__ACTIONS TO TAKE__:
1) Write out the passage on Hitchcock's film from "The plot has" up to and including "accepted the role.".
2) Carry on the passage about Hitchcock's film and White's novel from the point where it stops.

__PASSAGE TO READ__:
════════

The plot of Hitchcock's film differs considerably from White's novel. In The Wheel Spins, Miss Froy really is an innocent old lady looking forward to seeing her octogenarian parents; she is abducted because she knows something (without realising its significance) that would cause trouble for the local authorities if it came out. Iris' mental confusion is due to sunstroke, not a blow to the head. In White's novel, the wheel keeps spinning: the train never stops, and there is no final shoot-out. Additionally, the supporting cast differs somewhat; for instance, in the novel, the Gilbert character is Max Hare, a young British engineer building a dam in the hills who knows the local language, and there is also a modern-languages professor character who acts as Iris's and Max's interpreter who does not appear in the film. The cricket-obsessed characters Charters and Caldicott were created especially for the film and do not appear in the novel.

The plot has clear references to the political situation leading up to the Second World War. The British characters, originally trying their hardest to keep out of the conflict, end up working together to fight off the jack-booted foreigners, while the lawyer who wishes to negotiate with the attackers by waving a white flag is shot and killed.

Casting
At first, Hitchcock considered Lilli Palmer for the female lead, but went instead with Margaret Lockwood, who was at the time relatively unknown. Lockwood was attracted to the heroines of Ethel Lina White's stories and accepted the role.

════════

(Dataset excerpts)
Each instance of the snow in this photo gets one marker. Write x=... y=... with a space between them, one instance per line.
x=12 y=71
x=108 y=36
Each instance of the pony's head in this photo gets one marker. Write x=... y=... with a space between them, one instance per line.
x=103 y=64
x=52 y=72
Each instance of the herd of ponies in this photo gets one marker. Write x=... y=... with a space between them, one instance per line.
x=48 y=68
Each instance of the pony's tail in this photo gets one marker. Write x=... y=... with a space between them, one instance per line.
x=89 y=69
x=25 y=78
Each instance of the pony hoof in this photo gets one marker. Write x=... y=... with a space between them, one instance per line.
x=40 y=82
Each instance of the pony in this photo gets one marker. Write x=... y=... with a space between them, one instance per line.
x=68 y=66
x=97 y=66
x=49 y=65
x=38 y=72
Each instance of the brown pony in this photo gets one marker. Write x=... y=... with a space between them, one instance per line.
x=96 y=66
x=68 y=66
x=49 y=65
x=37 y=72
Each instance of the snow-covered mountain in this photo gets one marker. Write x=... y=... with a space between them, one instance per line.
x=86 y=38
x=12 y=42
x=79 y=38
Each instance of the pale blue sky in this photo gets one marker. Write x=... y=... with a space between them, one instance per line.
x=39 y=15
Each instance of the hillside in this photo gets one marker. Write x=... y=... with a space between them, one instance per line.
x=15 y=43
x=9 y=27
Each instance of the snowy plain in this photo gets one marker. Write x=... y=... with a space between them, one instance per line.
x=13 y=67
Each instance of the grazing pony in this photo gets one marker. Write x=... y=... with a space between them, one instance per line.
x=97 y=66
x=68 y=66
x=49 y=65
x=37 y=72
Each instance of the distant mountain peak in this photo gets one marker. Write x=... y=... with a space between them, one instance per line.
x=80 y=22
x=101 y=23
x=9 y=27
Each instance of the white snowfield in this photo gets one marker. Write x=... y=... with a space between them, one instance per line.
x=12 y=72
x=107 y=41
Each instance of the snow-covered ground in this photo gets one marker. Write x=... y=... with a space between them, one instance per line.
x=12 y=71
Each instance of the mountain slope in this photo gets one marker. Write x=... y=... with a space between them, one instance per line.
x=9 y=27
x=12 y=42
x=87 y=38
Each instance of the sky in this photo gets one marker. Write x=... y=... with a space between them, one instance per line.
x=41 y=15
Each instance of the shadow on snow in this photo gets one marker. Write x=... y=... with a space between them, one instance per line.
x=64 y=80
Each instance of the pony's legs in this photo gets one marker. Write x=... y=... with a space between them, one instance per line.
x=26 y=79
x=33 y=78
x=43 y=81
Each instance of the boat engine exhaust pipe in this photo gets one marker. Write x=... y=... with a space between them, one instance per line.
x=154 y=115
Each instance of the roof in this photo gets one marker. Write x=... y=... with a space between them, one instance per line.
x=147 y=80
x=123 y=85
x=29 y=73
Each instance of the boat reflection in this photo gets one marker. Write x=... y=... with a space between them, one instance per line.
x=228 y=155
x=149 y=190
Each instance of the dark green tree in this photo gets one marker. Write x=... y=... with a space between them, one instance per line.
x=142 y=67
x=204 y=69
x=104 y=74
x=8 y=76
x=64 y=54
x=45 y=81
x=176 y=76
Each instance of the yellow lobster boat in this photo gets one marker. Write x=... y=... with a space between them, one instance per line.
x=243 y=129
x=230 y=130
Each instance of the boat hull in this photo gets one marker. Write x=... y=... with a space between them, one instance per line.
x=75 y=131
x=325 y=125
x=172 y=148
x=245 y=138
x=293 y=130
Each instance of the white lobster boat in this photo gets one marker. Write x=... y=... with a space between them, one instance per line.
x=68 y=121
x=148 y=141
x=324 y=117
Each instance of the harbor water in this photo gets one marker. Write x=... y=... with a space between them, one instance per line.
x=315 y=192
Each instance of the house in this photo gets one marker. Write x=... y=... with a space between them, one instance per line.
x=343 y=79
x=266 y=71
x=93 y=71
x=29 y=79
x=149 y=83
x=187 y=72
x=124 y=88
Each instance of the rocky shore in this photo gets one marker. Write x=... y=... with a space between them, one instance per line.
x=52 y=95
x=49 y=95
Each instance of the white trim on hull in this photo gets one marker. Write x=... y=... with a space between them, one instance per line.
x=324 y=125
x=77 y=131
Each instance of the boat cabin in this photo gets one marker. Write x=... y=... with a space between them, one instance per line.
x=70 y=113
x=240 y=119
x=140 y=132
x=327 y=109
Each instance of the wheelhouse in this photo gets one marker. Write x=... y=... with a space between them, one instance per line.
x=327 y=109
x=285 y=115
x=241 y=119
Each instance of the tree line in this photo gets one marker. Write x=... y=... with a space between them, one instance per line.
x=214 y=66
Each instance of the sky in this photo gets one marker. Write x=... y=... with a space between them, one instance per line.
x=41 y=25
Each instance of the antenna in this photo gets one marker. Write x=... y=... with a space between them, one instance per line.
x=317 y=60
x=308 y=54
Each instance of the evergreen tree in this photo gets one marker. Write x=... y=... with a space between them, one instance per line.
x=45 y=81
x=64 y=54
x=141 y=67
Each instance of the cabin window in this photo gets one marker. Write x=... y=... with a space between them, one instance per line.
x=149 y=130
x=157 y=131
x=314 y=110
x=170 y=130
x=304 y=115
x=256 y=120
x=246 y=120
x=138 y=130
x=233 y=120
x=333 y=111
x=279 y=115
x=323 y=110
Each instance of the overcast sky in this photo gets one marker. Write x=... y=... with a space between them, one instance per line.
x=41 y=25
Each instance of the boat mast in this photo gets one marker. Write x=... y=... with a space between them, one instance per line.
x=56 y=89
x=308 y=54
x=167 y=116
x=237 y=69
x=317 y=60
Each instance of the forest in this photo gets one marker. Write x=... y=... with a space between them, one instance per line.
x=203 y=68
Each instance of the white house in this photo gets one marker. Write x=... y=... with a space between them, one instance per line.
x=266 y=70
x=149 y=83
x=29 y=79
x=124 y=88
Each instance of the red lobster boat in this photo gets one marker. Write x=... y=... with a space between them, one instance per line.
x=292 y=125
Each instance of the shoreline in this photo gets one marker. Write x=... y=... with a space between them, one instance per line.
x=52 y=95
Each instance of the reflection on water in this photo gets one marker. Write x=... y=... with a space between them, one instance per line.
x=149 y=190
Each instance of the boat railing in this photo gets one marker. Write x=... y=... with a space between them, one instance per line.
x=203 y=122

════════

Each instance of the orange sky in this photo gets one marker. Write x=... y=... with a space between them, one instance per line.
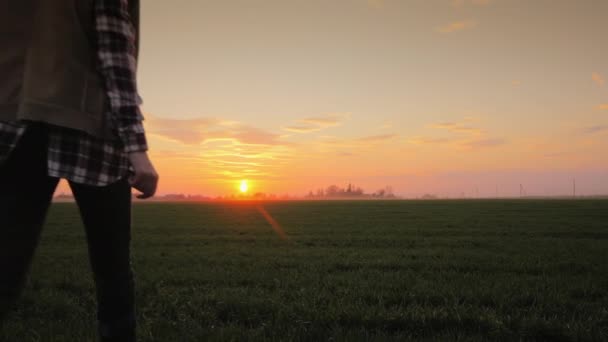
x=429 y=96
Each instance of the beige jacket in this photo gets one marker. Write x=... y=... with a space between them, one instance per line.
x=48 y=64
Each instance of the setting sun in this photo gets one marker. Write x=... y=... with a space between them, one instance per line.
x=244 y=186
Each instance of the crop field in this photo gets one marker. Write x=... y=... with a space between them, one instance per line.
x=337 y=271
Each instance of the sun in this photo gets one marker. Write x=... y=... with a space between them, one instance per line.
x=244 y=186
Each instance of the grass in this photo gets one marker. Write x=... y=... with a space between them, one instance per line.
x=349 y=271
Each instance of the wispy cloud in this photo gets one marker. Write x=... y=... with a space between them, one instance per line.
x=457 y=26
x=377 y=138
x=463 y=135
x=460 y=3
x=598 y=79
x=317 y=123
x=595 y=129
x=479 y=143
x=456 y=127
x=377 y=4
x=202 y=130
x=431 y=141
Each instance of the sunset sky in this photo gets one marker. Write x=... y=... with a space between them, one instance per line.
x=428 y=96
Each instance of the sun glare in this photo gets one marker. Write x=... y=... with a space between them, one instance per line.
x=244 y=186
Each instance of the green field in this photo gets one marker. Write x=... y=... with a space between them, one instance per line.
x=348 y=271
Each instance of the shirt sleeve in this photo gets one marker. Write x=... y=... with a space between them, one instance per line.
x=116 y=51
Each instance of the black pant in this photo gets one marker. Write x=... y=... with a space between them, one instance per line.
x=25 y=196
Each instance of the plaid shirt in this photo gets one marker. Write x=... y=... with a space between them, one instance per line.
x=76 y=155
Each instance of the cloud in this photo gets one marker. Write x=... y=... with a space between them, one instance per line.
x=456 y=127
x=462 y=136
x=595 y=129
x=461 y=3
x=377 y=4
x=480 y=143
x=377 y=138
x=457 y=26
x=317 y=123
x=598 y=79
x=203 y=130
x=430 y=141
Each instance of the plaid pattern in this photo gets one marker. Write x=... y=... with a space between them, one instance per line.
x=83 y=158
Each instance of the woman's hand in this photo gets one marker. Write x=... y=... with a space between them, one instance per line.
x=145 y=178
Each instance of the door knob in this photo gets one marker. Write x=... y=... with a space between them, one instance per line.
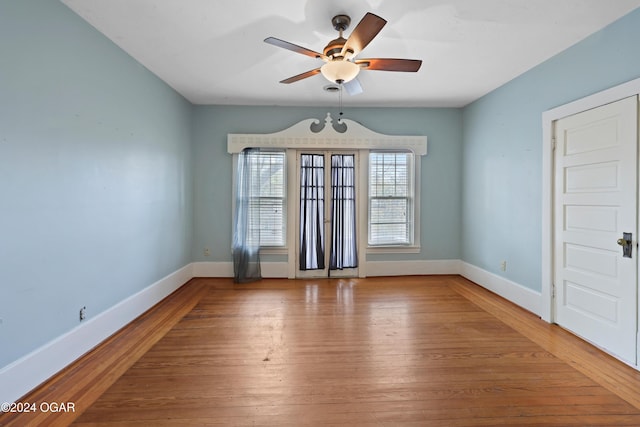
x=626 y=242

════════

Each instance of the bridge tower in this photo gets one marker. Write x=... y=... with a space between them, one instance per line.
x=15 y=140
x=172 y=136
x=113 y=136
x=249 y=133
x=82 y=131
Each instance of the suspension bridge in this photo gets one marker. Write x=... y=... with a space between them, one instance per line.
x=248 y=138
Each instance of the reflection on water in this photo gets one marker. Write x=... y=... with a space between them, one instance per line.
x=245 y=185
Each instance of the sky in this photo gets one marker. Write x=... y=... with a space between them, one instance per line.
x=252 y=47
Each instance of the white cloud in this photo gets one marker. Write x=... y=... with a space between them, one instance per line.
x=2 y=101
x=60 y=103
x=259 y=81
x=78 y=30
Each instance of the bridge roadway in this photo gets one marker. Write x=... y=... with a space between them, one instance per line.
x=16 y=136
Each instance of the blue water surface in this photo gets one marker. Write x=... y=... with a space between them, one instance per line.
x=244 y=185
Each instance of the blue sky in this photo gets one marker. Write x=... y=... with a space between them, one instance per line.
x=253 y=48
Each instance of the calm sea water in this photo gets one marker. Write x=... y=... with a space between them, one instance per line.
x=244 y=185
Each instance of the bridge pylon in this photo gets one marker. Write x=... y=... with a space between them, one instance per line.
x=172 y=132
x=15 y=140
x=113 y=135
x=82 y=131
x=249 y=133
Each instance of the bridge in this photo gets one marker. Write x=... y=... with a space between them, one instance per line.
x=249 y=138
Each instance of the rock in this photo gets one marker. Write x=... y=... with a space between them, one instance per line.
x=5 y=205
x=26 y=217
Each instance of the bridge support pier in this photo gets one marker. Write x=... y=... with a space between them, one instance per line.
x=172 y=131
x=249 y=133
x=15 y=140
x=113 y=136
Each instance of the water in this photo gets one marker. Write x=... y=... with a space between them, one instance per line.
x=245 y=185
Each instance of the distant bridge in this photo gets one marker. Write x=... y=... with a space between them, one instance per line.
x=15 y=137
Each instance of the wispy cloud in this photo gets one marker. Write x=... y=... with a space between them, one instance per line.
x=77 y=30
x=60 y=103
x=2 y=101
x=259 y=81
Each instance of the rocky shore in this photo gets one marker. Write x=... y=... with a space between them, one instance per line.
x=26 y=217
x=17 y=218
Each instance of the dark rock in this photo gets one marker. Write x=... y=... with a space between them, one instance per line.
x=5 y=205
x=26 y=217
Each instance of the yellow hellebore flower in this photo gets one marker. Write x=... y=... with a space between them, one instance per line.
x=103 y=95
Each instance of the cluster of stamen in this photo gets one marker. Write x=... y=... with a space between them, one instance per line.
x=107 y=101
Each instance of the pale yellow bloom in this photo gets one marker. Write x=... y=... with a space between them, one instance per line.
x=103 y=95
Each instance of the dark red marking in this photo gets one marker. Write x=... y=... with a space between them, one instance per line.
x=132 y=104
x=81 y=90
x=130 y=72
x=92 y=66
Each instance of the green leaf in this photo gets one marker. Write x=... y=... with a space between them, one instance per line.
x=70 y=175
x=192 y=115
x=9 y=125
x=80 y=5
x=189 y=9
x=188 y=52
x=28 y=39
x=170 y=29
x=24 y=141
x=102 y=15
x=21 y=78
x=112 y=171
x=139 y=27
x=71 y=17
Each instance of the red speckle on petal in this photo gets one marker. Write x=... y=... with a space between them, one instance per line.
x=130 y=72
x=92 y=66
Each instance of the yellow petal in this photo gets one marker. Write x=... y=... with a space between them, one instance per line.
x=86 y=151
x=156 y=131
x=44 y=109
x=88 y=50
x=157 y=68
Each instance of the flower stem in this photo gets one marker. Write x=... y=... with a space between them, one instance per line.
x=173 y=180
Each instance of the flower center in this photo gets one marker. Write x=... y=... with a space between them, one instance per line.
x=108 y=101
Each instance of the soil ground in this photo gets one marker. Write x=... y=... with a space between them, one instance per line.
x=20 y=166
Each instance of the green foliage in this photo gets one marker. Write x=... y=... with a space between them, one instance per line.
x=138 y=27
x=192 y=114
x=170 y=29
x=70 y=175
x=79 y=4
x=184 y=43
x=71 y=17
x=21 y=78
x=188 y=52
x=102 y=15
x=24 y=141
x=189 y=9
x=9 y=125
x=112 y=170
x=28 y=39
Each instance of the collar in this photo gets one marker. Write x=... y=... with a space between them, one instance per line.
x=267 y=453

════════

__ANSWERS TO THIS EXERCISE__:
1)
The plot has clear references to the political situation leading up to the Second World War. The British characters, originally trying their hardest to keep out of the conflict, end up working together to fight off the jack-booted foreigners, while the lawyer who wishes to negotiate with the attackers by waving a white flag is shot and killed.

Casting
At first, Hitchcock considered Lilli Palmer for the female lead, but went instead with Margaret Lockwood, who was at the time relatively unknown. Lockwood was attracted to the heroines of Ethel Lina White's stories and accepted the role.

2)
Michael Redgrave was also unknown to the cinema audience, but was a rising stage star at the time. He was reluctant to leave the stage to do the film, but was convinced by John Gielgud to do so. As it happened, the film, Redgrave's first leading role, made him an international star. However, according to Robert Osborne, host of Turner Classic Movies, Redgrave and Hitchcock did not get along; Redgrave wanted more rehearsals, while Hitchcock valued spontaneity more. The two never worked together again.

Alfred Hitchcock can be seen at Victoria Station, wearing a black coat and smoking a cigarette, near the end of the film. The film marks the first appearance of the comedy double-act Charters and Caldicott (played by Naunton Wayne and Basil Radford).

Filming

The film was shot at Islington Studios, Shepherd's Bush and on location in Hampshire at Longmoor Military Camp, the site of the Longmoor Military Railway. It was the first film to be made under an agreement between Gaumont-British and MGM, in which Gaumont provided MGM with some of their Gainsborough films for release in the UK, for which MGM would pay half the production costs if MGM decided to release the film in the US. In the case of The Lady Vanishes, however, 20th Century-Fox handled the American release. Filming was briefly interrupted by an electricians' strike.

Elisabeth Weis contends that Hitchcock's use of sound in The Lady Vanishes uses the "classical style" – that is, that the director eschews expressionistic sounds in favour of sounds heard in a realistic context. For example, when Iris faints on the train, rather than extraneous noises to denote delirium, only the sound of the train is heard. Another striking use of sound is how evil things are often heard before they are shown. The evil doctor Dr. Hartz often is first heard before he appears on screen, representing an aural intrusion "not so much an invasion of privacy as of security".

Reception

Critical reception
When The Lady Vanishes opened in the UK it was an immediate hit, becoming the most successful British film to that date. It was also very successful when it opened in New York. In a contemporary review, the Monthly Film Bulletin described the film as an "out of the ordinary and exciting thriller", praising Hitchcock's direction and the cast, especially Michael Redgrave, Paul Lukas and Dame May Whitty.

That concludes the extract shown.